# WHAT YOU WILL DO:
Output every line of the material exactly, omitting images.

# Records excerpted from a collection:
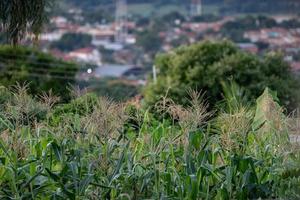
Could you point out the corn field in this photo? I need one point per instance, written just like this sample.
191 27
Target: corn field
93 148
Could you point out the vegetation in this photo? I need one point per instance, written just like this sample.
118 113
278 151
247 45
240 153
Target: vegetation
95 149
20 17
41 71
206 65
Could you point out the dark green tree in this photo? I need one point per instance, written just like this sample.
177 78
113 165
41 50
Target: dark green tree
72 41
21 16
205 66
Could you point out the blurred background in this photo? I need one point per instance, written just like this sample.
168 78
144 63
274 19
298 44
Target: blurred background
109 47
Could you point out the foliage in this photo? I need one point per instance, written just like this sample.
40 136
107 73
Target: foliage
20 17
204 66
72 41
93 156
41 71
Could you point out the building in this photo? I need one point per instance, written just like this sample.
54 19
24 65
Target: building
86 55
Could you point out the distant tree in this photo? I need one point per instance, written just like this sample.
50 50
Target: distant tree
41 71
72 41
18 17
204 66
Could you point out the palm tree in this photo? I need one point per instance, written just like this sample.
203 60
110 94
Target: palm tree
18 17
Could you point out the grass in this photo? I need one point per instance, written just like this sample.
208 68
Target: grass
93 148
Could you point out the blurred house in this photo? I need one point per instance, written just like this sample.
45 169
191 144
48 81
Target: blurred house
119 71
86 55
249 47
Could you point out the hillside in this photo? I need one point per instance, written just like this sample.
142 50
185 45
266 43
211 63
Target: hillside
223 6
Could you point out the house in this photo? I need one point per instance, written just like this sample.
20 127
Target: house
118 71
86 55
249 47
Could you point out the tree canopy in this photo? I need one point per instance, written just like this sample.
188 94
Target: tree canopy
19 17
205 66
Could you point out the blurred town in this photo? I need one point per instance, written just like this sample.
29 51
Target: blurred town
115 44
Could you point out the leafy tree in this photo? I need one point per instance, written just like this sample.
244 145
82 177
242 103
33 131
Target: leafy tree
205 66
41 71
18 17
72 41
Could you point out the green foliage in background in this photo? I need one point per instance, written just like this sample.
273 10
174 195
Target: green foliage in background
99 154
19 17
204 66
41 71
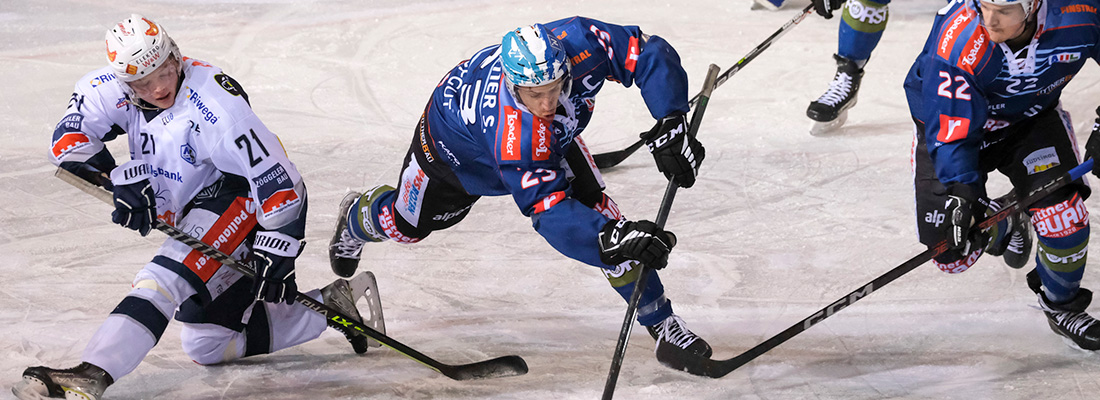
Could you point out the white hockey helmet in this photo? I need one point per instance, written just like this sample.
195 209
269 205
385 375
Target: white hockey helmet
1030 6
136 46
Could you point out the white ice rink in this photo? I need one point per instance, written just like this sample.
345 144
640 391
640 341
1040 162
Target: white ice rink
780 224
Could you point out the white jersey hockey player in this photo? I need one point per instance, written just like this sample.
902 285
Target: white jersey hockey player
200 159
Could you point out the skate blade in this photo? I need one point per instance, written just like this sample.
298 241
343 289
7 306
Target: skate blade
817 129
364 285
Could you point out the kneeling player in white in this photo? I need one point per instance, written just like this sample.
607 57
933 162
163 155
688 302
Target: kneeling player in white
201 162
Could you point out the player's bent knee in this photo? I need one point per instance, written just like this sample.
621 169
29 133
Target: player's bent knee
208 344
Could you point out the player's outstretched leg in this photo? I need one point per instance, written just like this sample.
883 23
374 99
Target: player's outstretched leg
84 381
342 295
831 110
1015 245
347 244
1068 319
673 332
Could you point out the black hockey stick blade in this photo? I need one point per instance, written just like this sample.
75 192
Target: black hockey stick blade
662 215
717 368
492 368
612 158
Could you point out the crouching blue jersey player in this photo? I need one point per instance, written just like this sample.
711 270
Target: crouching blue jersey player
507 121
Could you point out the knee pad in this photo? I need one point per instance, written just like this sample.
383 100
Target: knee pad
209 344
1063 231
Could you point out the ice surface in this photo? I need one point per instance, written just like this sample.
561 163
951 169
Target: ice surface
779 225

# RESULT OF THIS EXERCISE:
Could you point out the corn field in this photo? I need one point per instance, written just like this sample.
191 27
Target: corn field
93 148
Could you point out the vegetation in this photo? I need one point per instance, written just like this sample.
118 113
278 151
247 45
240 153
Target: vegetation
95 149
20 17
41 71
206 65
Could you point out the dark green tree in this photo? I need one point per instance, written just like this sample.
177 78
113 165
41 50
Target: dark green tree
72 41
21 16
205 66
Could you point out the blurred background in this photo? I need one point per instance, written just like this sample.
168 78
144 63
274 19
298 44
Target: blurred background
109 47
Could you point out the foliage in this photo? I need one point per instance, written just like this sample.
40 136
107 73
Target: foliage
20 17
204 66
72 41
93 156
41 71
Could you point out the building in this photo? I need one point per instance, written just like this sample.
54 19
24 65
Target: building
86 55
Could you point out the distant tree in this photo? I need one point per instance, written just like this sample.
50 50
Target: distant tree
41 71
72 41
18 17
204 66
Could you point out the palm tree in this photo? I need one point per instance, written just like this sample.
203 60
110 94
Target: palm tree
18 17
Could you point out the grass in this photo? I need one point per instance, written just like this sample.
208 68
Target: grass
93 148
Could you point out the blurred house in this photo? I need one point per instance, written just like this sample.
45 169
191 144
48 81
Target: blurred house
119 71
86 55
249 47
Could you point out the hillside in this photo? I need one point per instance, written just like this sample.
142 50
185 45
266 43
211 63
Target: hillside
223 6
Could you point out the house in this photo? I need one point per instance, written just like this sample.
20 127
Target: house
118 71
86 55
249 47
Could you point out the tree canopy in this photo? I need one point per instance, written just like this sample.
188 94
Target: tree canopy
19 17
205 66
Could you point out the blurred town in this photo? I need one point per instance, written just like this sample.
29 51
Target: blurred town
115 44
Could you point out the leafy tree in this photo? I need one point per instance, written just like this sample.
244 145
82 177
242 103
33 131
Target: leafy tree
205 66
41 71
18 17
72 41
Could you point out the green foliage in background in this photo? I need one point per instance, written just like this sample.
273 10
174 195
Target: green foliage in background
99 154
19 17
204 66
41 71
Could you point out the white hockey helmet in this photo? I need one point per instance, written just like this sample.
195 209
269 205
385 375
Target: white hockey helmet
1030 6
136 46
Could you point out the white ice rink in this photo? I need one point per instance, written just like this sample.
345 144
640 391
640 341
1040 162
Target: white ice rink
780 224
Could you point out the white jersey hockey player in this photo? I need one point per instance, written just like this sample.
902 285
Target: white jersey hockey player
200 159
Could you point out the skate blade in this photo? I need one point per instance, written just like this sample.
298 241
343 289
7 306
Target: skate blade
817 129
364 285
Could you point out the kneeling player in white in this photo? I need one point per instance, written just like this sample.
607 57
933 162
163 155
688 302
Target: kneeling player in white
201 162
Could you point out the player's bent knee in this photo? I need one point per instance, written just like this sample.
621 169
29 133
Target: player's bent knee
208 344
Could you point out the player's outstretched leg in this photo? I need one point per instance, written just like this sample.
883 23
374 99
Target: player's outstretched leg
84 381
342 295
831 110
1015 245
347 244
1068 319
673 332
Could you point out the black hockey stick blade in this photo? I need one point per instance, written just like this sample.
75 192
Target: black hockey stick blade
662 215
717 368
492 368
612 158
Could you point out the crouching blue jersey player in this photo? I need one point per instance, written just like this sample.
711 270
Target: crouching blue jersey player
507 121
Could you point out the knee pad in this photo? I need one point per instance, written just like this sample.
383 100
Target: knee pad
209 344
1063 231
Could you point out the ice surface in this photo? I need one point per instance, written just like this sample.
561 163
951 169
Target: ice surface
779 225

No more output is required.